──────── Supplied records
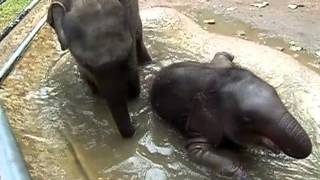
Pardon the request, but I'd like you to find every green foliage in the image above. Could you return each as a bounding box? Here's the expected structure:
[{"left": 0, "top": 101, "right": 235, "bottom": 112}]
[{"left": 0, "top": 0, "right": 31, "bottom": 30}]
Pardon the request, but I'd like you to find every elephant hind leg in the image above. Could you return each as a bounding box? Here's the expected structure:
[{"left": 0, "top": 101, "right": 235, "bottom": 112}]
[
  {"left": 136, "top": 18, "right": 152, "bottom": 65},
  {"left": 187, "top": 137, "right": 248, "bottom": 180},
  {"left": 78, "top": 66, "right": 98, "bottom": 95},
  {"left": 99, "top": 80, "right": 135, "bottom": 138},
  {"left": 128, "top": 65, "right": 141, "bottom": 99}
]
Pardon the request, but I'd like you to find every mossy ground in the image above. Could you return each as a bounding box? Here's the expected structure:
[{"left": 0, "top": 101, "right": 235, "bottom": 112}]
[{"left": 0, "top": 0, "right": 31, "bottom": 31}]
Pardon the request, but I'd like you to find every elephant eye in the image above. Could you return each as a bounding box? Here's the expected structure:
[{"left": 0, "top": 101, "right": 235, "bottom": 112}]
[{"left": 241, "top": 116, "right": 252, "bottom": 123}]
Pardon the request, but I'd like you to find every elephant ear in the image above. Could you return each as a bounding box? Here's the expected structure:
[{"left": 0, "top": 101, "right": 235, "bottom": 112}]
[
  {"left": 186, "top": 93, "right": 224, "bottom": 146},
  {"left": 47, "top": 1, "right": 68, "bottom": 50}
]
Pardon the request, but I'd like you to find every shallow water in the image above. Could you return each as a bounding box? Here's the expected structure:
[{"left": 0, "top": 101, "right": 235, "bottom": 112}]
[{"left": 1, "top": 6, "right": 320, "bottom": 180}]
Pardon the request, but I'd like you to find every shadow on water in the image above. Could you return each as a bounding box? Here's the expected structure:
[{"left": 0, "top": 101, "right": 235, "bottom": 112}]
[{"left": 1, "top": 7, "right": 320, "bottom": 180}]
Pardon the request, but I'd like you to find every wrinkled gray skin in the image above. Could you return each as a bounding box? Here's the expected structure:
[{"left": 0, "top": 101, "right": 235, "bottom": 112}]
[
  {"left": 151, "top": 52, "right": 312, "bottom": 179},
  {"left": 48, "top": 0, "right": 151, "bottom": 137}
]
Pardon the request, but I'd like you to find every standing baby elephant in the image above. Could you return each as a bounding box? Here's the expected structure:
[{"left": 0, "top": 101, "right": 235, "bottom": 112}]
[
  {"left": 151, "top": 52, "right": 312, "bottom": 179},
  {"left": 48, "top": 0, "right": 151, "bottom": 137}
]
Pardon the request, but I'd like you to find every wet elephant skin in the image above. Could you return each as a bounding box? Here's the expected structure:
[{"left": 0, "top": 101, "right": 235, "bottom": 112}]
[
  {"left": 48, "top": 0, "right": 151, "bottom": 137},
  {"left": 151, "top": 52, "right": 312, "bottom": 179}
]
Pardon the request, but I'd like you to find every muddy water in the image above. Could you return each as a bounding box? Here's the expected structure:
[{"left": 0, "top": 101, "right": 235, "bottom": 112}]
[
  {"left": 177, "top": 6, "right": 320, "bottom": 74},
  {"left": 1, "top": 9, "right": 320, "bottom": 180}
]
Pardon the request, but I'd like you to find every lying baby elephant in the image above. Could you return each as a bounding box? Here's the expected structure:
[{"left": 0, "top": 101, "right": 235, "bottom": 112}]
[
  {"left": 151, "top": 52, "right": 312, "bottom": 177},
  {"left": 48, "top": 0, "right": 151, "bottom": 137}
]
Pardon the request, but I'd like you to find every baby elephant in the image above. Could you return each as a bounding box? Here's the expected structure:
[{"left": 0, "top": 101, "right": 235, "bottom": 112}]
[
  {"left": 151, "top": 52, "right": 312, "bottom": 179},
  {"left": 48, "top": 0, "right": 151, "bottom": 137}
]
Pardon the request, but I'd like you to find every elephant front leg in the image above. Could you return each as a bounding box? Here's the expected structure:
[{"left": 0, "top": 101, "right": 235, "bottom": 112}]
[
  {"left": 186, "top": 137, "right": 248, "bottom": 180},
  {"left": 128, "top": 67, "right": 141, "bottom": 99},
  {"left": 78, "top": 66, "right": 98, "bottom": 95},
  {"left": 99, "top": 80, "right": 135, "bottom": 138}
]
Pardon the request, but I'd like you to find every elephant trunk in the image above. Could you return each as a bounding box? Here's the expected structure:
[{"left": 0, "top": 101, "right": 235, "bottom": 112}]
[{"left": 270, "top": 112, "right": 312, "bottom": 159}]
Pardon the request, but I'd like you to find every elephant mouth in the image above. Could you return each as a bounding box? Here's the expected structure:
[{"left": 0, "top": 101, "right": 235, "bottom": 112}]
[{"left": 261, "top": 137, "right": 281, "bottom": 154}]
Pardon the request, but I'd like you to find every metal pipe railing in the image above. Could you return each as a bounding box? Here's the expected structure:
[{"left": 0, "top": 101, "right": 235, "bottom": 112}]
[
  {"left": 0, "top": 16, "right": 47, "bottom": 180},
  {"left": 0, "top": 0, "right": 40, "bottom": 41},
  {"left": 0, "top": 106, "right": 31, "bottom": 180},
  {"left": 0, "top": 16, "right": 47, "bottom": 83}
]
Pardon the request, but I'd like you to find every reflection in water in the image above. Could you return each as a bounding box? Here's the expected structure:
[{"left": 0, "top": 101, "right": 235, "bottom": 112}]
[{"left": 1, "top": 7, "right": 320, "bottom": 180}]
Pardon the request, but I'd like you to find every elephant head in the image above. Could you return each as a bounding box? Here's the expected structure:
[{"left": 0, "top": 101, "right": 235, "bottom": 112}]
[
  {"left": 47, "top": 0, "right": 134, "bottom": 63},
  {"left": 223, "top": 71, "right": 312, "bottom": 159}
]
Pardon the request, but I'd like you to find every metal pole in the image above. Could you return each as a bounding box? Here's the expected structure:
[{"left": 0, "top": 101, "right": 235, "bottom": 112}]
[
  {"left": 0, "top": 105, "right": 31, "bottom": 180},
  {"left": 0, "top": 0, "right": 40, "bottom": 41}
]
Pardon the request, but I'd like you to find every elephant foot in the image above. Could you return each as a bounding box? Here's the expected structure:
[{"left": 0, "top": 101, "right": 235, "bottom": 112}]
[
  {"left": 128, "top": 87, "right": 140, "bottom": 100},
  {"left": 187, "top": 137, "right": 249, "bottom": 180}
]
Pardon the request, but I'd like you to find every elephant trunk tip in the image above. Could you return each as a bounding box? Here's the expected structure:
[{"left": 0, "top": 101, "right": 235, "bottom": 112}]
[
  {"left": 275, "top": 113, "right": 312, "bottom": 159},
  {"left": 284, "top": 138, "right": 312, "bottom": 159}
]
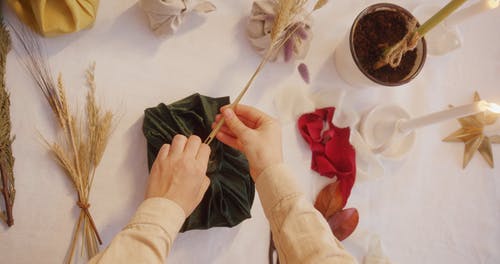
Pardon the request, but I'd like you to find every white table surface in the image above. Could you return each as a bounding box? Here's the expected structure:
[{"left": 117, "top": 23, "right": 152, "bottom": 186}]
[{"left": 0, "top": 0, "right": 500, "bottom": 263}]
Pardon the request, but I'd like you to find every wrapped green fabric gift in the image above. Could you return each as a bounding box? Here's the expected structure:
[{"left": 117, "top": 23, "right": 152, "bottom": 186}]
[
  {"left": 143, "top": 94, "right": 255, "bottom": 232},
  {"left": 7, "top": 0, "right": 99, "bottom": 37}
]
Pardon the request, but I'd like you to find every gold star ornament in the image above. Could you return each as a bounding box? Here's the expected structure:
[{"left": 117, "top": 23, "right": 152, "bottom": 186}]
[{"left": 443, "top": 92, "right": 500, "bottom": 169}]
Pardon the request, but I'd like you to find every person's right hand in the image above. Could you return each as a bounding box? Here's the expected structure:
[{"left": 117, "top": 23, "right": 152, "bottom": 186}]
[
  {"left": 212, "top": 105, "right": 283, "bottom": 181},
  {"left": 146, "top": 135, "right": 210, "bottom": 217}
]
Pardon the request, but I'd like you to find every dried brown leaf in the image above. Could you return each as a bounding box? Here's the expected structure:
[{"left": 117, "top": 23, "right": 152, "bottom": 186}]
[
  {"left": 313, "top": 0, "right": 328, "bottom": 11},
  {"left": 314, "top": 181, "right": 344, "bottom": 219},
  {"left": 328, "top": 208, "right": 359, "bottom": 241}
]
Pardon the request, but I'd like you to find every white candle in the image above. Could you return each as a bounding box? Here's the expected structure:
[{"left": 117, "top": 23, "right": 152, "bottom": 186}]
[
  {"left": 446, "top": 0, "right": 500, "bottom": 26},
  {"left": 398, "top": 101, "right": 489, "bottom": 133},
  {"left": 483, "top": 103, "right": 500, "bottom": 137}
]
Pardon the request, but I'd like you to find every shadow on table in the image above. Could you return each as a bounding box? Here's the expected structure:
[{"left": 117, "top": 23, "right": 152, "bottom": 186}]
────────────────
> Problem details:
Count the lines of the material above that contain the word "skin", and give only that number.

> Exercise result:
2